**Work required:**
Every record must reappear in the answer exactly as given.
(Source data begins)
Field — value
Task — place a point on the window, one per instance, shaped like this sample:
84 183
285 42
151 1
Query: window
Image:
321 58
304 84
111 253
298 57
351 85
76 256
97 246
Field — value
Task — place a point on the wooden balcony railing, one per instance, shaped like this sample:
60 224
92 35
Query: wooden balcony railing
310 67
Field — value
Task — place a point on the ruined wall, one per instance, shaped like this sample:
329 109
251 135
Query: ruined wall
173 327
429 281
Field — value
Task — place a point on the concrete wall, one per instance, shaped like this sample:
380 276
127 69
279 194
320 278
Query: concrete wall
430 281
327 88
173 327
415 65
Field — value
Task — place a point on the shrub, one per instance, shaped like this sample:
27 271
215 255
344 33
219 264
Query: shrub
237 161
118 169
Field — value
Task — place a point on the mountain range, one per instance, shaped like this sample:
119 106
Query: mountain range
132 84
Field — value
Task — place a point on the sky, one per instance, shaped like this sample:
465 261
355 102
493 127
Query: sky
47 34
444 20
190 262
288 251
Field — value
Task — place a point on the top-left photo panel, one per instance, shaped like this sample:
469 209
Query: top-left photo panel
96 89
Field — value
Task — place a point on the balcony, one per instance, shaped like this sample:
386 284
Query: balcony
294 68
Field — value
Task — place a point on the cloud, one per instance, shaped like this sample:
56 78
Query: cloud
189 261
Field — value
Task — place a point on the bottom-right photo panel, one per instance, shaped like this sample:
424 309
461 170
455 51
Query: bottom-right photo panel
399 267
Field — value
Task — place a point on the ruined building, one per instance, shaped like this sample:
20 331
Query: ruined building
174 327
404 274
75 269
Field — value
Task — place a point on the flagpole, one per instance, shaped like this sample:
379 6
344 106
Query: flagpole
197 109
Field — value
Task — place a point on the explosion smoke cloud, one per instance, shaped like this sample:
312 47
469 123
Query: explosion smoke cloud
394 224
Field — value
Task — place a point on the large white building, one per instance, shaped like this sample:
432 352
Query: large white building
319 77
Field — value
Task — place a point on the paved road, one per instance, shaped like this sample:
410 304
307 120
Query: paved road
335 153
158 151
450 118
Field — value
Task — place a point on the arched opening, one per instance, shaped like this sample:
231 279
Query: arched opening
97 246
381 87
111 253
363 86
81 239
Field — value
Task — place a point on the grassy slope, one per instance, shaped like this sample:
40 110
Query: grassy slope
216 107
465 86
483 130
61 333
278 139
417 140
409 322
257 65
(Source data ends)
**Exercise output:**
Field — value
Task — place a point on the window, one per instance, shaped like this sample:
84 183
285 42
151 1
Query: window
Image:
321 58
304 84
111 253
298 57
351 85
76 256
97 246
Field — value
Task — place a point on the wooden balcony railing, one per instance, shaped like this sample:
60 224
92 35
Query: wooden balcony railing
310 67
Field — value
Task — place a point on the ruined wall, one per instance, shaped like this sample:
329 109
251 135
Query: ruined wall
173 327
429 281
Field — value
Task — place a point on the concrete wall, one per instance, shaped like this sample:
380 276
127 69
279 194
320 278
Query: concrete wall
430 281
327 88
173 327
415 65
Field — value
Task — place a point on the shrub, one per instance, shaped like this sample:
27 271
215 255
344 33
219 264
Query: shrub
237 161
118 169
Field — value
Task — place a point on the mountain range, one per instance, shaped like this sample:
119 106
Query: mountain range
132 84
Field — value
Task — place a point on the sky, one per instance, shaped like this sample:
465 261
355 102
493 127
Query: sky
47 34
444 20
190 262
288 251
Field — value
Task — place a point on the top-left photo panel, one per instance, shaped like this sample:
469 209
Query: top-left photo panel
96 89
Field — value
Task — place a point on the balcony, one per instance, shaped like this sample:
386 284
Query: balcony
294 68
Field — value
Task — place a point on the cloud, one per instance, shaped like this sample:
56 78
Query: cloud
189 261
Field — value
Task — place a point on the bottom-right photo panel, one per instance, shaped like this sample:
424 309
461 170
455 51
Query: bottom-right photo panel
399 267
Field — value
Task — place a point on the ruined building, one per instance, shaped like this sample:
20 331
Query: ruined building
174 327
404 274
75 269
Field — value
Task — place a point on the flagpole, one per instance, shaped like this sample:
379 6
344 106
Query: flagpole
197 109
Field — value
Task — place a point on the explosion smoke cloud, one per instance, shaped like this sample:
312 47
469 123
Query: explosion smoke cloud
394 224
Field — value
Task — place a point on the large white building, one per instance, shaped like this sample:
432 352
Query: large white building
319 77
Field — value
Task — place a point on the paved road, one per instance, shaped like this sample:
410 304
307 120
Query: paved road
335 153
158 151
450 118
Field — value
Task — place a point on the arched opening, one per instance, shaped like this sample:
231 279
Query: arched opening
97 246
381 87
111 253
363 86
81 239
Field — value
Task — place a point on the grassy slope, one per instance, shaped like this sample:
40 110
Query: grassy slope
216 107
465 86
483 130
61 333
278 139
417 140
409 322
257 65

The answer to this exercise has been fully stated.